• [TO DO]:
Produce an exact copy of the lines from the line containing "of the wall" through the last line of the entries below, and only those lines.

----

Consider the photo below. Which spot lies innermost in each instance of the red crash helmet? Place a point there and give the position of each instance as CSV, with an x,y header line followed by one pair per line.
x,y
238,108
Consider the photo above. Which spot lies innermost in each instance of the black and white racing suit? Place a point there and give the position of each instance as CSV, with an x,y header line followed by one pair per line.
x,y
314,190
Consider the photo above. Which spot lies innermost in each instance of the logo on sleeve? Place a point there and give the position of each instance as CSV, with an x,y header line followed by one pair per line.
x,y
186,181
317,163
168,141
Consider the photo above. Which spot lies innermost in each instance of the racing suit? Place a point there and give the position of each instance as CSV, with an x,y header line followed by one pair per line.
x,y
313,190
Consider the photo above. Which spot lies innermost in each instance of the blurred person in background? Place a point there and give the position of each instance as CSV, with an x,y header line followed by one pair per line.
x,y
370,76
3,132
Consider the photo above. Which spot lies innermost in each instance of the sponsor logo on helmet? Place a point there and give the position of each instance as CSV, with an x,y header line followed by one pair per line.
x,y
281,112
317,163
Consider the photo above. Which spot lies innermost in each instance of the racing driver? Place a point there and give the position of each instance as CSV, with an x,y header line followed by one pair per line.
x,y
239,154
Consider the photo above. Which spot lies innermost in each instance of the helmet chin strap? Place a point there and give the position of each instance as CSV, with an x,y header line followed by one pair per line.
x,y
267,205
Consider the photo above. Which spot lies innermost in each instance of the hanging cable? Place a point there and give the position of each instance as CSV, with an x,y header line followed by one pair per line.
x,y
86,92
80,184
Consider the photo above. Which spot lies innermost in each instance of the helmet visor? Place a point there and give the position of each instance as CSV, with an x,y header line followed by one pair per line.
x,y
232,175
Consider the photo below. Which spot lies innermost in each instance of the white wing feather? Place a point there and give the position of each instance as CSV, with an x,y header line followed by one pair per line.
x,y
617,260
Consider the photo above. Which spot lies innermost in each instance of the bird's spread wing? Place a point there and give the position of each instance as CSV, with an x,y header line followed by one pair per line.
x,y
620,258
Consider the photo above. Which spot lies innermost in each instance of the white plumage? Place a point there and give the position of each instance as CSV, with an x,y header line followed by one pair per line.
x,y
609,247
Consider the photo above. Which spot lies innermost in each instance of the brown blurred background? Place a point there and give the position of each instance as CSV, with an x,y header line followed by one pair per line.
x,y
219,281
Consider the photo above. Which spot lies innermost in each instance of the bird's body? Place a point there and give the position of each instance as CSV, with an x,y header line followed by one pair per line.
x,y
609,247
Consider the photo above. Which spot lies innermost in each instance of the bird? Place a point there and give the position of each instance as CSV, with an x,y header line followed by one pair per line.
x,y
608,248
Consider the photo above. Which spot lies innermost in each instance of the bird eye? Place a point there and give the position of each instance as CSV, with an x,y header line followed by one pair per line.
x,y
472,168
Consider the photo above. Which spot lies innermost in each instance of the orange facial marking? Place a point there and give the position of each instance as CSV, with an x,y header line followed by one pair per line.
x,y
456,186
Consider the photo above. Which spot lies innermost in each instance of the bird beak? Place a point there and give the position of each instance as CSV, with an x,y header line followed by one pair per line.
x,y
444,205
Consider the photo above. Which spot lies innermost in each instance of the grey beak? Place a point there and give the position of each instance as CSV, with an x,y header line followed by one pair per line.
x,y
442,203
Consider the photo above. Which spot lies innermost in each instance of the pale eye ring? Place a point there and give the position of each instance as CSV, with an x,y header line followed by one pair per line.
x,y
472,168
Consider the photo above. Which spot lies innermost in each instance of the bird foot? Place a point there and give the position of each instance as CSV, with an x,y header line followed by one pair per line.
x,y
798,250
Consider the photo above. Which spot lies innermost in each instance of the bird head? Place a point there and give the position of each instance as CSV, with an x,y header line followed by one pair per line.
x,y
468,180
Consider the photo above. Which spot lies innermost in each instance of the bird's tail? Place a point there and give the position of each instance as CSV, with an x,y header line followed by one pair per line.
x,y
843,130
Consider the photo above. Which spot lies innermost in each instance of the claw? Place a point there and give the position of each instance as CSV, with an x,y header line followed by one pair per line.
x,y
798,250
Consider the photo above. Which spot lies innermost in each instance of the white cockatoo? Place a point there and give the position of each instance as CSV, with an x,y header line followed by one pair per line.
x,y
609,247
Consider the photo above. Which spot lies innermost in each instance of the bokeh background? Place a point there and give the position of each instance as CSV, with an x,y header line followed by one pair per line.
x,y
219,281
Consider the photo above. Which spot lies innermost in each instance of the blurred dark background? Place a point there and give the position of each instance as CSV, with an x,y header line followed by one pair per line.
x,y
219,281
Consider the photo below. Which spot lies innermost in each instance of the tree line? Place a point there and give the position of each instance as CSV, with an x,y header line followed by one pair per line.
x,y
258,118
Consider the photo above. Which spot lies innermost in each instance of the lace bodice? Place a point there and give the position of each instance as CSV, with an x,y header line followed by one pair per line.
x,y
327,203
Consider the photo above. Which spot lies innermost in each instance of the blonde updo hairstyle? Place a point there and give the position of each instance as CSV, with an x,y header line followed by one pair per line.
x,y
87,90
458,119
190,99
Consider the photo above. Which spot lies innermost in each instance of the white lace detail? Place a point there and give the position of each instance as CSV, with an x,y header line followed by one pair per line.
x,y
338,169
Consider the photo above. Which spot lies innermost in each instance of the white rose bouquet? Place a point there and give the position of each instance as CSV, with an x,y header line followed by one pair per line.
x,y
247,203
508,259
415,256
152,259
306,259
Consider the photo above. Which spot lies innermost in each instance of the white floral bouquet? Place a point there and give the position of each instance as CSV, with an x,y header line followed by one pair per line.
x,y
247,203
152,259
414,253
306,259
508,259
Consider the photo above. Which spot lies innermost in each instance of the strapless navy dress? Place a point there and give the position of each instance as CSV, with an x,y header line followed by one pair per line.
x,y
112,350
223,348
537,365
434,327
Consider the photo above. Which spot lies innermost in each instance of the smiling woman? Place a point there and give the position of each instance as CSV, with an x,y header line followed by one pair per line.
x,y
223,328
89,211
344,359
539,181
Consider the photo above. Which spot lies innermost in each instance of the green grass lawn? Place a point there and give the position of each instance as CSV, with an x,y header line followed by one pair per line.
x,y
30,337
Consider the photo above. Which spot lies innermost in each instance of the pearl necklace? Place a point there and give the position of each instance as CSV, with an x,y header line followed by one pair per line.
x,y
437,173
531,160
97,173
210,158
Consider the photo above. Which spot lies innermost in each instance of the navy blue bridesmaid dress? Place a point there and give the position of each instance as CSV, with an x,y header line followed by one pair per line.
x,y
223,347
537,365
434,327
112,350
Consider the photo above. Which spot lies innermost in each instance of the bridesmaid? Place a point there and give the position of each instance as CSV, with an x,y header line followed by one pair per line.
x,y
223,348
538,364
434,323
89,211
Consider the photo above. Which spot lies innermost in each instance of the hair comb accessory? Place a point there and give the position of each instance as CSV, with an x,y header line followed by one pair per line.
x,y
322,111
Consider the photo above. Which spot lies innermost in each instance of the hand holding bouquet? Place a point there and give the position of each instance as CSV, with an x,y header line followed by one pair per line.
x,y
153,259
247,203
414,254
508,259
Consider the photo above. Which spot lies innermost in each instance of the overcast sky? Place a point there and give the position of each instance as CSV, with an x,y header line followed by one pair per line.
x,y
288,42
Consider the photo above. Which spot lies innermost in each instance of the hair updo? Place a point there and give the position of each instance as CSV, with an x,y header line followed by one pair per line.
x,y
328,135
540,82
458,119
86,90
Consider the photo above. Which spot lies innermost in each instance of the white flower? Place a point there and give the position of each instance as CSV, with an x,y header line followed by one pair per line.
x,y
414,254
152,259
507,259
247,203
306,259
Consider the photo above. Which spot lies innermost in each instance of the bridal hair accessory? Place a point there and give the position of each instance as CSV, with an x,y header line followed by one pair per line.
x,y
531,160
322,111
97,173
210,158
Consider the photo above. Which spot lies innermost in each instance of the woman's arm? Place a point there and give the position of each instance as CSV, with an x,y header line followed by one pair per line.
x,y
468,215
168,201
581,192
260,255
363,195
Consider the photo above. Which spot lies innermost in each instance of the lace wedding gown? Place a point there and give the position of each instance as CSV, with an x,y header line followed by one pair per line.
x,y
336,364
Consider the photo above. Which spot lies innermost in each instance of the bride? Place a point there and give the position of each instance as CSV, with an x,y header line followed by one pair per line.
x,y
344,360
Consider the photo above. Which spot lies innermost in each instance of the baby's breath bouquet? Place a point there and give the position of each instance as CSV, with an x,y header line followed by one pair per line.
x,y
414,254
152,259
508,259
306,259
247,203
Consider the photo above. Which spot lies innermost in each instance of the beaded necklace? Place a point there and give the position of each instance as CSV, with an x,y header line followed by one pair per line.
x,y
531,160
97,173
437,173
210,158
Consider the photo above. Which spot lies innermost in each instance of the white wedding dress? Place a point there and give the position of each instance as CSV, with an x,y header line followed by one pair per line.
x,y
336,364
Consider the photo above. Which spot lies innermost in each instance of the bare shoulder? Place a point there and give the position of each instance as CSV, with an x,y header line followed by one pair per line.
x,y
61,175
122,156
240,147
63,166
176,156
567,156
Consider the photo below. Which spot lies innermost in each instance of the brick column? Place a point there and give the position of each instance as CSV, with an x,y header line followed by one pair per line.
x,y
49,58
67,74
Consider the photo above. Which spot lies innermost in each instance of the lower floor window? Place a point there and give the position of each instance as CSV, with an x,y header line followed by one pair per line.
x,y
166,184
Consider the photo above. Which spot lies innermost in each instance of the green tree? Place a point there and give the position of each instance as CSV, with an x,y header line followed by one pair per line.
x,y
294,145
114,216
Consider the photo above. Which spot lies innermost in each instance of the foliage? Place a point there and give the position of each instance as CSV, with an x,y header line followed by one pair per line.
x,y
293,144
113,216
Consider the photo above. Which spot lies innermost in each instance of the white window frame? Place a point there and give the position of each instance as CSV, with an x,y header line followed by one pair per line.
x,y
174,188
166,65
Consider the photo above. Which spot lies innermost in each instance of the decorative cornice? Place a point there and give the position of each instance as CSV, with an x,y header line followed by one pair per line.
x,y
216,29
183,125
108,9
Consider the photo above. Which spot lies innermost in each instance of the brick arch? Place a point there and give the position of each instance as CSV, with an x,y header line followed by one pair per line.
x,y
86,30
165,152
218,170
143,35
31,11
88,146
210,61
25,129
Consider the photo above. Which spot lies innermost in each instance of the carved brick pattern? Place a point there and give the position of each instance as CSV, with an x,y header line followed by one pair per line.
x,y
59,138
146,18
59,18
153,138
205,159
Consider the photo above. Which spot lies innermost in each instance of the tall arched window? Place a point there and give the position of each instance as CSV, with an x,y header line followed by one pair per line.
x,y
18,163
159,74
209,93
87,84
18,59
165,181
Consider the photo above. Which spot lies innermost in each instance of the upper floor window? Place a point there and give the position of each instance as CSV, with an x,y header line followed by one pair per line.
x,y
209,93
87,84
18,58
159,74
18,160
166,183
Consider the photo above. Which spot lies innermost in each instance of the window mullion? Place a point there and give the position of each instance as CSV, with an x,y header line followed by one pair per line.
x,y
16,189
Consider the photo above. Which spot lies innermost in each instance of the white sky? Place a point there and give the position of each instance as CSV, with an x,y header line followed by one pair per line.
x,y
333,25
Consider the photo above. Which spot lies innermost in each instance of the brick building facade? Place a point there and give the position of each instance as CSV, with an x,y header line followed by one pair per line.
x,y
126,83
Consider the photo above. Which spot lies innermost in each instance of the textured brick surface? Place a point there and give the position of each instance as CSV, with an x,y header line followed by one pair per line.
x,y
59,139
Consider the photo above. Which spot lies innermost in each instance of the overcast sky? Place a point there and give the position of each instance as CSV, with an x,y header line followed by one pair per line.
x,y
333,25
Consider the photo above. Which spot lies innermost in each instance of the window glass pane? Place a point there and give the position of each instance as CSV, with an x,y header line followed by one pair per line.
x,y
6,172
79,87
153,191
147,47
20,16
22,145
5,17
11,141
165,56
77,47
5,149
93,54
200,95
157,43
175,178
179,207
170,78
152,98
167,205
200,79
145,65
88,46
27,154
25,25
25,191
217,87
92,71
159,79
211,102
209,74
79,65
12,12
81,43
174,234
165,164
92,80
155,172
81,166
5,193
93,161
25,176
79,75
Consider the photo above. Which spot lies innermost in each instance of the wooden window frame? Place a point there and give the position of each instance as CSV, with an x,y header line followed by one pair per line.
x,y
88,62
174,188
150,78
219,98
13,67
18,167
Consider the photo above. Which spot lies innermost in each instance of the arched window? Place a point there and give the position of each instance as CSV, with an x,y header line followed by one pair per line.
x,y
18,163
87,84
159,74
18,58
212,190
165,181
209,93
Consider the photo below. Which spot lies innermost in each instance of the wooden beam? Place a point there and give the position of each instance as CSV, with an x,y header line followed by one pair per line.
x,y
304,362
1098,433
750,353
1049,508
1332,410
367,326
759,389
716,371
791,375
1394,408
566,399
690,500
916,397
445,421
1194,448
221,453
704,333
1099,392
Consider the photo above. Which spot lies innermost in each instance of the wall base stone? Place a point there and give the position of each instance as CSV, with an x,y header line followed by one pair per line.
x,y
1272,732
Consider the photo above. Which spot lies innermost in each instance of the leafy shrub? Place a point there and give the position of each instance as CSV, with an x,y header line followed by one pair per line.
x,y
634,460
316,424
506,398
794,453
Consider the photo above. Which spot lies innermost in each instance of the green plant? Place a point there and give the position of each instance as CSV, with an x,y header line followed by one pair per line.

----

• [SOLUTION TO THIS EXERCISE]:
Consider the photo above. Which spot lies innermost in each instance of the wall base stone? Place a point there and give the position of each instance as CSV, with an x,y header line followed by one pair per line.
x,y
1272,732
Consider the photo above. Which spot lies innermost in each instance of the leafy shrub? Place a point there and give the position of each instance as CSV, with an x,y header line followed by one pair per line.
x,y
634,460
316,424
506,398
794,453
Consider the photo above. Which spot lies innermost in each instance of the green plant? Place a point there and give the position of each instance as CSV, with an x,y header line followed by one pair per line.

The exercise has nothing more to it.